== Problem to work on ==
Reproduce verbatim the part of the raw tripe thread starting with "I bought a pound" and going on through "tripe per dog.".

== Provided text ==
□ □ □ □ □

# Raw Tripe



## Sally Crunkleton (Jan 13, 2012)

I am going to give this to my dog for the first time....I was wondering how much to give at once?

I bought a pound but not sure he should get all that at once...if that's what all of the experience raw feeders do then I'll give it all.


----------



## susan tuck (Mar 28, 2006)

I think it depends on your dog and what else you feed. For example I feed my 3 GSDs twice a day, with the morning meal being a half-pound of ground tripe per dog.


----------



## Jane Jean (Sep 18, 2009)

I usually give a heaping spoonful (about 4oz) of tripe per meal. It can be the whole MM portion of the meal. 
I just add it as a supplement. With 3 dogs it gets pricey and I want them to have the benefits of the digestive enzymes tripe provides. I don't think you can overdo it, it is stinking perfection as far as raw goes.


----------



## Sally Crunkleton (Jan 13, 2012)

Thanks! 

I ended up giving him 1/2 lb and he seemed to love it. I did not grind it though... I had no idea how hard it would be to cut it up so I ended up cutting it with scissors- fun!


----------



## Chris Corini (Dec 6, 2011)

raw tripe is good but it cant be the bleached tripe you find at your supermarker..it should be greenich..and i would say once a week is plenty..1/2 is good


----------



## Selena van Leeuwen (Mar 29, 2006)

We give 1meal/day. 1-1.5kg for a meal (green tripe) in 1piece as possible. In the litter i (actually dick) cut it up in 5x5cm or so. 7 wks old get bigger pieces. A16 wk old the same as the adults ;-)


----------



## Lynn Cheffins (Jul 11, 2006)

Sally if it isn't ground and you are having trouble cutting it it is esier to cut if it is semi-frozen or chop with an axe if frozen.


----------



## Connie Sutherland (Mar 27, 2006)

Chris Corini said:


> raw tripe is good but it cant be the bleached tripe you find at your supermarker..it should be greenich..and i would say once a week is plenty..1/2 is good



Hi, Chris!

Please don't forget to do an intro/bio post at http://www.WorkingDogForum.com/vBulletin/f20/


----------



## Connie Sutherland (Mar 27, 2006)

Jane Jean said:


> I usually give a heaping spoonful (about 4oz) of tripe per meal. It can be the whole MM portion of the meal.



That's about what I give when I have it. The small dogs get about half that.


----------



## Ken Seminatore (Apr 20, 2011)

I sure recall my visits to Paul Hombac in Wisconsin, true old time schuz. german trainer. Yes, he did feed this tripe for all his dogs, but I remember he boiled it in a huge pot. IOf course, he mixed the tripe with his favorite dry food. I do not feed raw tripe, I do feed excellent raw meat product that I get at several local suppliers. My Malinois is pushing 15 years and still very active, I have to accept this raw food meat has really meant why he is still working.


----------



## Connie Sutherland (Mar 27, 2006)

□ □ □ □ □

(Natural-language object grounding data)
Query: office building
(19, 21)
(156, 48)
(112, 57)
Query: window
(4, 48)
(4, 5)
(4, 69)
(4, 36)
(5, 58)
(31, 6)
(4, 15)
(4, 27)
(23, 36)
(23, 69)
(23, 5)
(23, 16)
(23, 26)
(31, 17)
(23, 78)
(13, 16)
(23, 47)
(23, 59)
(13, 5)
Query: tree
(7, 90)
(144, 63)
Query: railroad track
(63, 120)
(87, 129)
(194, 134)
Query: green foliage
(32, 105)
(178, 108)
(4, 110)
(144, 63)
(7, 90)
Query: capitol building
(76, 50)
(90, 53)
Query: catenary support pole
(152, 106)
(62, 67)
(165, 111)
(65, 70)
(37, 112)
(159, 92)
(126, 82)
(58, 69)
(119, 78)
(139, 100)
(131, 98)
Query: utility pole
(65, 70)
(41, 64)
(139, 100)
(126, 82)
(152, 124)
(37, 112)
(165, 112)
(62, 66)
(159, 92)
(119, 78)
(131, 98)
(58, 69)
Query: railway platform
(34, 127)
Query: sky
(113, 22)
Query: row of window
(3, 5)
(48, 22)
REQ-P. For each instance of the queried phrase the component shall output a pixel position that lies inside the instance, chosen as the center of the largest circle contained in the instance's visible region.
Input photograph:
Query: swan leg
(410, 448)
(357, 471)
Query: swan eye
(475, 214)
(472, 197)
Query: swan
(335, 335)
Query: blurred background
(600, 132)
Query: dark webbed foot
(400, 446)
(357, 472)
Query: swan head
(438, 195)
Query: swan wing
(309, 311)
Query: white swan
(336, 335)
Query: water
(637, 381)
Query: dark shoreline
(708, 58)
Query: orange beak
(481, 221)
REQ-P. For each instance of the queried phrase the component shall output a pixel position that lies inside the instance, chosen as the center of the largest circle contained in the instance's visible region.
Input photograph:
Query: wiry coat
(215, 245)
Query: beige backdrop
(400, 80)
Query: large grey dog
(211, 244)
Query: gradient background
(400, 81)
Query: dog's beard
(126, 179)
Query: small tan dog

□ □ □ □ □

== Answer section ==
I bought a pound but not sure he should get all that at once...if that's what all of the experience raw feeders do then I'll give it all.


----------



## susan tuck (Mar 28, 2006)

I think it depends on your dog and what else you feed. For example I feed my 3 GSDs twice a day, with the morning meal being a half-pound of ground tripe per dog.